What will 2023 hold for the buy-to-let sector?

What will 2023 hold for the buy-to-let sector?

The buy-to-let sector is likely to contract in the new year, according to this week’s FTAdviser podcast guests, as landlords battle with higher mortgage rates and navigate a landscape that is becoming increasingly regulated.

2022 has been a turbulent year for the sector, particularly in the wake of September’s “mini” Budget when landlords were exposed to significant increases in their mortgage repayments as a result of rising interest rates.

Rates have stabilised somewhat in the past two months, but the cost of operating as a buy-to-let landlord has jumped.

 The burden of this is likely to be carried by renters – either through higher rents or through a reduction in the properties available to lease as a result of landlords exiting the market.

Appearing on the FTAdviser podcast, mortgage broker Paul Holland, managing director of Henchurch Lane Financial Services explained that a contraction in the market is to be expected in the new year but that part of this will be a correction back to normal pre-pandemic activity.

“A ‘shrinkage’ in the market is a little bit misleading because the market has been at 130 per cent for the last two years. So the first bit of shrinkage is actually going to bring things back down to normal levels,” Holland said.

* _DATA SUPPLIED_:
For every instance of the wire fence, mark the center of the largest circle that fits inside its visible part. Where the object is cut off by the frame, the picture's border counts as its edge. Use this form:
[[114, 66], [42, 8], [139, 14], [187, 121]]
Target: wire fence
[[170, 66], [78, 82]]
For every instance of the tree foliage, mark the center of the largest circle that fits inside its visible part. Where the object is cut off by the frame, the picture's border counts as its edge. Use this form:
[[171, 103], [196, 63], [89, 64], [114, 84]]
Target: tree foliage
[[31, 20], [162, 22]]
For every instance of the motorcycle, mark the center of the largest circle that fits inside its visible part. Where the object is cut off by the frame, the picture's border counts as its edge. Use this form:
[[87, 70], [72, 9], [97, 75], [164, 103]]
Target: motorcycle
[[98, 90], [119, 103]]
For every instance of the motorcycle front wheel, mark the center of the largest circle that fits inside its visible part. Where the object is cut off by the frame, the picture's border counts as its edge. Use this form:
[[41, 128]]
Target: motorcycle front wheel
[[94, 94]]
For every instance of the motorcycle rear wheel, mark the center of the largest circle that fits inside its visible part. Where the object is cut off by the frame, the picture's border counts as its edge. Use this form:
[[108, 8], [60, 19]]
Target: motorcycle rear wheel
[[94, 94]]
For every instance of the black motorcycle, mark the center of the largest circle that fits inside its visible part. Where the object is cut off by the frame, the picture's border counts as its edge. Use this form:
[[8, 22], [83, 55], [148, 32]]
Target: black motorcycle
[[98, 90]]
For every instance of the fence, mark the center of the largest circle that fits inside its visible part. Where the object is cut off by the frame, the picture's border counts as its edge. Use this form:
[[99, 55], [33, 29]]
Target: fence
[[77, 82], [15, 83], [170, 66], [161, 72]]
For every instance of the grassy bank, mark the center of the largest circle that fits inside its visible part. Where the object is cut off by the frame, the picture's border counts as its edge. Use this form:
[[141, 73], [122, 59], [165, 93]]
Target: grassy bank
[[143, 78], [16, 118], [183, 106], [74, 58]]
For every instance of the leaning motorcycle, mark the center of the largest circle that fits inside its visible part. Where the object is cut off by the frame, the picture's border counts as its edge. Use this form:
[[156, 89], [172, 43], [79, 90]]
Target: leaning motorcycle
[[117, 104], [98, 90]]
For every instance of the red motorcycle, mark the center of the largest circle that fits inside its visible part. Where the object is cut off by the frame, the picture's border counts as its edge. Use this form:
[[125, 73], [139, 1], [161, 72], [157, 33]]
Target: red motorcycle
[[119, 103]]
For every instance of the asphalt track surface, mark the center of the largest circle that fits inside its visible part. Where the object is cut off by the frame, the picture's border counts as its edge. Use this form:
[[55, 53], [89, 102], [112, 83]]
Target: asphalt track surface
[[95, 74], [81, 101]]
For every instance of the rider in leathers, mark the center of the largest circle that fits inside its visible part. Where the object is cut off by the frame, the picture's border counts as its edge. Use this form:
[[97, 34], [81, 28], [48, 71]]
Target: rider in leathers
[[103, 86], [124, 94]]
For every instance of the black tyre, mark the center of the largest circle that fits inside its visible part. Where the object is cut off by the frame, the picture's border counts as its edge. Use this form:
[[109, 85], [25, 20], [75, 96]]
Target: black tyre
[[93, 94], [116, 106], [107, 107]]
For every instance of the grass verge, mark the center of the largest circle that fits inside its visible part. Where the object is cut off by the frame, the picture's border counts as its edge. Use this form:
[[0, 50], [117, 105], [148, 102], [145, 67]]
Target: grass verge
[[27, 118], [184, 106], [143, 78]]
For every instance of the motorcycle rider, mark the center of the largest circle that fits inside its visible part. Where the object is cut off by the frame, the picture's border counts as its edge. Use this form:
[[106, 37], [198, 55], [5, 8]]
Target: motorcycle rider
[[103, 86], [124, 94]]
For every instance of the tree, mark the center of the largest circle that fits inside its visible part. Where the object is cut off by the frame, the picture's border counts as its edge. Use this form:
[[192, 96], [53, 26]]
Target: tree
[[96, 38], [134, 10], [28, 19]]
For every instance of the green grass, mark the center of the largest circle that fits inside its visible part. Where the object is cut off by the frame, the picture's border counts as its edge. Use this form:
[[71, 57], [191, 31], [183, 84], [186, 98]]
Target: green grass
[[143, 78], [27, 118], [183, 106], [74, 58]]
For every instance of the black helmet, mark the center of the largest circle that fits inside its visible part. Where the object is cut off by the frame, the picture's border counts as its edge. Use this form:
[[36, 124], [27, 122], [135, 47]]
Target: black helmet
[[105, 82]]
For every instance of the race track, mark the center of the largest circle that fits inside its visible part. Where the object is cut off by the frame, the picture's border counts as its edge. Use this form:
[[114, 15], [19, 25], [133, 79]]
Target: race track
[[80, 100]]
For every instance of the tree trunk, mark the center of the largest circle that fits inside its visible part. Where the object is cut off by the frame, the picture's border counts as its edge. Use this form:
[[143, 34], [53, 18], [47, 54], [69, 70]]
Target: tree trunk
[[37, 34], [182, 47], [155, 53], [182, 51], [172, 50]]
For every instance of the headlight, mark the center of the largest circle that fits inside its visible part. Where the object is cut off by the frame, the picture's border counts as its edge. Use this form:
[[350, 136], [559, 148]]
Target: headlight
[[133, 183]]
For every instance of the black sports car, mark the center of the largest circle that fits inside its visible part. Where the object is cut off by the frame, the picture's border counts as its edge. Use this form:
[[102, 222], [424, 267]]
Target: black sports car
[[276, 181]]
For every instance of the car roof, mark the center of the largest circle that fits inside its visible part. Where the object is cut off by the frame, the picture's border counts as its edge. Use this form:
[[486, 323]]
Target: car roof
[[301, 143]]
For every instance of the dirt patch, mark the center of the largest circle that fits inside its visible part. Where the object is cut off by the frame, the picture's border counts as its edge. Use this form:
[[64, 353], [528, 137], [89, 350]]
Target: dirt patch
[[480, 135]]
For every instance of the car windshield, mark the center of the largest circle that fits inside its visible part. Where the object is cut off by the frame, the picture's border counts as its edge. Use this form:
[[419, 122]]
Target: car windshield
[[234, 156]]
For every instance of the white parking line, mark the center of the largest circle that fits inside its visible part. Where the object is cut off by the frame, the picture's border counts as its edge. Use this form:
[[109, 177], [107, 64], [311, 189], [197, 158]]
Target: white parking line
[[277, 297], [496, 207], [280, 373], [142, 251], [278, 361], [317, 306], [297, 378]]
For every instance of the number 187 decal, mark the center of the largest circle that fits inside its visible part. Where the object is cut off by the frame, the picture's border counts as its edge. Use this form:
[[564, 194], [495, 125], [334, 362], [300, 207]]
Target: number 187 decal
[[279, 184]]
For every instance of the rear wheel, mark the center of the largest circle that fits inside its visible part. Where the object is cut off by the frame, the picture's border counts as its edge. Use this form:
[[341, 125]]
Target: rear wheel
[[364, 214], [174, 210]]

* _PROBLEMS TO WORK ON_:
- A) Please copy the buy-to-let article word for word, between "The buy-to-let sector is" and "exiting the market.", inclusive.
- B) Continue the buy-to-let article from its final sentence onward.

* _EXERCISE RESULTS_:
- A)
The buy-to-let sector is likely to contract in the new year, according to this week’s FTAdviser podcast guests, as landlords battle with higher mortgage rates and navigate a landscape that is becoming increasingly regulated.

2022 has been a turbulent year for the sector, particularly in the wake of September’s “mini” Budget when landlords were exposed to significant increases in their mortgage repayments as a result of rising interest rates.

Rates have stabilised somewhat in the past two months, but the cost of operating as a buy-to-let landlord has jumped.

 The burden of this is likely to be carried by renters – either through higher rents or through a reduction in the properties available to lease as a result of landlords exiting the market.

- B)
“On top of that there is likely to be some sort of further shrinkage. But that’s not going to be a bad thing. It will ultimately result in there being a small downturn in house prices and there will be some deals for people that are in it for the long term [as a result].”

In Holland’s view, the fall in house prices that is expected over the next two years is a positive development because they rose too sharply during the pandemic.

“Even if there is a 10 or 15 per cent reduction, that should be welcomed. It shouldn’t be something that people are worrying about,” Holland told FTAdviser.

Echoing this statement, fellow mortgage broker Adele Forbes, managing director of West Yorkshire Money said she expects to see greater professionalisation within the sector in the new year.

Forbes said this was partly the result of stringent stress testing from lenders that are “pushing smaller landlords out”.